# Start of Stored rows

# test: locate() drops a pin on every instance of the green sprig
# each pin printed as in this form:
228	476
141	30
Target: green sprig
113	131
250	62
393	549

# End of Stored rows

Set exercise ::
Arrange every line of the material above as a Markdown table with two columns, No. and Text. Number the lines in order and leave out any blank lines.

Solved exercise ::
| No. | Text |
|---|---|
| 1 | # test: locate() drops a pin on every instance of the green sprig |
| 2 | # each pin printed as in this form: |
| 3 | 228	476 |
| 4 | 141	30 |
| 5 | Target: green sprig |
| 6 | 113	131 |
| 7 | 250	62 |
| 8 | 393	549 |